Dataset entries
☆ ☆ ☆ ☆ ☆ ☆ ☆
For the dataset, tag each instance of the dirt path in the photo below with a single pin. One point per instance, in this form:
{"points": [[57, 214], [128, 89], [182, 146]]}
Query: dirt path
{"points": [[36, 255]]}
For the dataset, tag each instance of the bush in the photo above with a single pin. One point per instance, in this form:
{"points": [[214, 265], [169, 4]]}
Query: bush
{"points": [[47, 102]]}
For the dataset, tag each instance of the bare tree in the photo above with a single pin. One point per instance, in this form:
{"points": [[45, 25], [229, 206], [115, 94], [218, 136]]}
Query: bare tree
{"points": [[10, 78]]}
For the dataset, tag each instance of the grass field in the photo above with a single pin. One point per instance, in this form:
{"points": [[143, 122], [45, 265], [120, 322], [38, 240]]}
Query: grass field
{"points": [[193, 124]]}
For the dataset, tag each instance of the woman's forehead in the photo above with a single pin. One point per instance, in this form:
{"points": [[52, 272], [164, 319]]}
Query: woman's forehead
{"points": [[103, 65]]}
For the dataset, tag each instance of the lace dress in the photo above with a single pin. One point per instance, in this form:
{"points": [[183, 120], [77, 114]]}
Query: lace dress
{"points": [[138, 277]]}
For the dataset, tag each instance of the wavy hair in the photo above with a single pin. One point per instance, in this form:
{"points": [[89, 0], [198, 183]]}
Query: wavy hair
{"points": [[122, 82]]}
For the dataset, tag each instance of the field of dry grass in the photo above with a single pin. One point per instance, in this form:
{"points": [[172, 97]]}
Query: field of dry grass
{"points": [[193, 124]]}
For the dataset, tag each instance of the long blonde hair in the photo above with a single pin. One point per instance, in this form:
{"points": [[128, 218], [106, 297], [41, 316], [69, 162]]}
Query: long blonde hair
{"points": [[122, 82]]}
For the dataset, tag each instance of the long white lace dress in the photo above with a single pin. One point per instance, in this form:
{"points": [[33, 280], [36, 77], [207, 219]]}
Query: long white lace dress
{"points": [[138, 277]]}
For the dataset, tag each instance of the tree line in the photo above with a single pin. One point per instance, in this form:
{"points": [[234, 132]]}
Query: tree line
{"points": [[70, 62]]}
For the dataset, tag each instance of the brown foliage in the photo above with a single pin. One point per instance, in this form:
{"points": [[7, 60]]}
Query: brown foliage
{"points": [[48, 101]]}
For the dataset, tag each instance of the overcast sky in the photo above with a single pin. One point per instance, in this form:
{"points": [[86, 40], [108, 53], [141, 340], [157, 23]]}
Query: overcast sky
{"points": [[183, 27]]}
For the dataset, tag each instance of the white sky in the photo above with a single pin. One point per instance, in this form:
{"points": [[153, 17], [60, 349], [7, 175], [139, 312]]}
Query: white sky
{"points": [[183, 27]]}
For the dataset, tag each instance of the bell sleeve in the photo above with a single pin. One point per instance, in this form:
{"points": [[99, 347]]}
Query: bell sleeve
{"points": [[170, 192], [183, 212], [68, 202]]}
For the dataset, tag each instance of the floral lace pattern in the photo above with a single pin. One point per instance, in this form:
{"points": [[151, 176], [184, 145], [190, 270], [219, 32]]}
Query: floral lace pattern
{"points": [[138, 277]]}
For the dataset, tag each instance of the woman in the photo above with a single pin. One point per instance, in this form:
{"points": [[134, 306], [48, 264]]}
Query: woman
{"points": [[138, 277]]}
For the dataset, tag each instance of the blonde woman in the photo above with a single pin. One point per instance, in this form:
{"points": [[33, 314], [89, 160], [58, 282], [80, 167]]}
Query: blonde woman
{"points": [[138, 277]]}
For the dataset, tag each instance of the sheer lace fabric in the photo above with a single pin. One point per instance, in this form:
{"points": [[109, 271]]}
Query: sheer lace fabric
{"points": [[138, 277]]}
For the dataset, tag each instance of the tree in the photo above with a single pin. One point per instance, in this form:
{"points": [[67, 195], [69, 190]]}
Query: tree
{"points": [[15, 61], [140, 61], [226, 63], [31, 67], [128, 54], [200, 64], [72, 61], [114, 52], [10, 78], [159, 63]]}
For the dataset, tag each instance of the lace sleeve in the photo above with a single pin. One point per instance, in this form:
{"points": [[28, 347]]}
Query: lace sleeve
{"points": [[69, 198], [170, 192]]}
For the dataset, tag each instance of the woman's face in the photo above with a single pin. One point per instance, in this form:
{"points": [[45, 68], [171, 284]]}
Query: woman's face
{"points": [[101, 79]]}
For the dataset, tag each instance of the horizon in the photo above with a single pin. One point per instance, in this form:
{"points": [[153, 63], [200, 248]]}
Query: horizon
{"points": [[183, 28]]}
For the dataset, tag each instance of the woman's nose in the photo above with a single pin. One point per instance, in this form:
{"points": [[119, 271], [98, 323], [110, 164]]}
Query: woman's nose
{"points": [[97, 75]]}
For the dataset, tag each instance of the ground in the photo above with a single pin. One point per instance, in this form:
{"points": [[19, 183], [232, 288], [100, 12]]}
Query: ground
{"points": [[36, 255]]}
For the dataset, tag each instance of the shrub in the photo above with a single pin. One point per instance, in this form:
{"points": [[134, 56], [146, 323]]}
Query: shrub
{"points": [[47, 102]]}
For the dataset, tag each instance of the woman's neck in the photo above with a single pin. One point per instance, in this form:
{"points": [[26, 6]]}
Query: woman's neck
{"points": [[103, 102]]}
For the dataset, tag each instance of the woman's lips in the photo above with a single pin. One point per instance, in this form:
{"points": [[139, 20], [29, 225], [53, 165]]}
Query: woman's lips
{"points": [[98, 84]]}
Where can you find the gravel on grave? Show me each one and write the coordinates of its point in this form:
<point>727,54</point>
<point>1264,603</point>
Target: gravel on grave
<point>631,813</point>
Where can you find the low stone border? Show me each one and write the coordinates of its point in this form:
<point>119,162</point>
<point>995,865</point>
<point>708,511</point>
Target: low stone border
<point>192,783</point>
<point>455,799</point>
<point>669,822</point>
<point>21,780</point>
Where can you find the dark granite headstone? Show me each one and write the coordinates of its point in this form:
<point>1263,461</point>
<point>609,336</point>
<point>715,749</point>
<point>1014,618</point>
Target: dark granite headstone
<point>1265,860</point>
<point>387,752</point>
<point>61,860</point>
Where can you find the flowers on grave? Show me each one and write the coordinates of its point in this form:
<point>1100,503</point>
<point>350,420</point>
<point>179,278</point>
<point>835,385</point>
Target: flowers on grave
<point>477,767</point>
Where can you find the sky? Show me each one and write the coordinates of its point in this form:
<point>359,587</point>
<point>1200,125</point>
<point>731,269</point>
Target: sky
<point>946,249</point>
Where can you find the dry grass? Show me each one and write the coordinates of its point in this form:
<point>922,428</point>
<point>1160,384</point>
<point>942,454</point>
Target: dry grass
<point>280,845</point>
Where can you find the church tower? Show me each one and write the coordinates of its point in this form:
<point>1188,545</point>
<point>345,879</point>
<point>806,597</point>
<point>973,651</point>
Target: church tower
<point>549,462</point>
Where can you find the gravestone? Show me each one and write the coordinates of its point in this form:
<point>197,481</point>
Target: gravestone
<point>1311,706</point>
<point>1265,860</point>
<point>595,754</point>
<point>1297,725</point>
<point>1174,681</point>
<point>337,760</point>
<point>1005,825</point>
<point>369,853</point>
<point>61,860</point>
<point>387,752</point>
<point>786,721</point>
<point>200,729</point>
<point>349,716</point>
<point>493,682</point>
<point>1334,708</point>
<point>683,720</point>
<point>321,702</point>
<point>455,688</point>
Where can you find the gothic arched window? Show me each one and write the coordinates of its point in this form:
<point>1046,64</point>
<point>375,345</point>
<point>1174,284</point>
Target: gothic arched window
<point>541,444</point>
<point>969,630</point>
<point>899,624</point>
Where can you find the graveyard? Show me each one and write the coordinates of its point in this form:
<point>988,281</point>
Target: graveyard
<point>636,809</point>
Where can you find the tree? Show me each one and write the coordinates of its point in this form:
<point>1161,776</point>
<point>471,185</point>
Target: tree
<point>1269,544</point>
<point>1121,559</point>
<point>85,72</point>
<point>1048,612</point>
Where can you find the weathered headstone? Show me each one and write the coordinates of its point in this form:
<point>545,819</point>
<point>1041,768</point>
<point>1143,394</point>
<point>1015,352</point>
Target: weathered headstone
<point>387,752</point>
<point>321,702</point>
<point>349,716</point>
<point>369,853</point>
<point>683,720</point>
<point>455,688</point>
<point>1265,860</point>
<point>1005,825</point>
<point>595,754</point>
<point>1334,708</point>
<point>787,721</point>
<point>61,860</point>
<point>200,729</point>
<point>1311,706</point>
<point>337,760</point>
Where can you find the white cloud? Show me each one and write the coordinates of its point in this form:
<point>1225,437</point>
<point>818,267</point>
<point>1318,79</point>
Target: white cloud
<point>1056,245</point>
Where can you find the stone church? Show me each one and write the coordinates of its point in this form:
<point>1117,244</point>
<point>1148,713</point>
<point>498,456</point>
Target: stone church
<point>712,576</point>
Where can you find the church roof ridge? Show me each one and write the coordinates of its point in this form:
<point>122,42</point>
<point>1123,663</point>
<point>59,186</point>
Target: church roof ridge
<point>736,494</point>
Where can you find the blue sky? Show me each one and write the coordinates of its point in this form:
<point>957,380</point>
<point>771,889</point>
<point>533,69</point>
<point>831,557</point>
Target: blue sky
☆ ☆ ☆ ☆ ☆ ☆ ☆
Activity
Copy out the lines of the data where the word "blue" can be found.

Answer section
Where can you find the blue sky? Show me each one and write the coordinates of its point in this form:
Target: blue sky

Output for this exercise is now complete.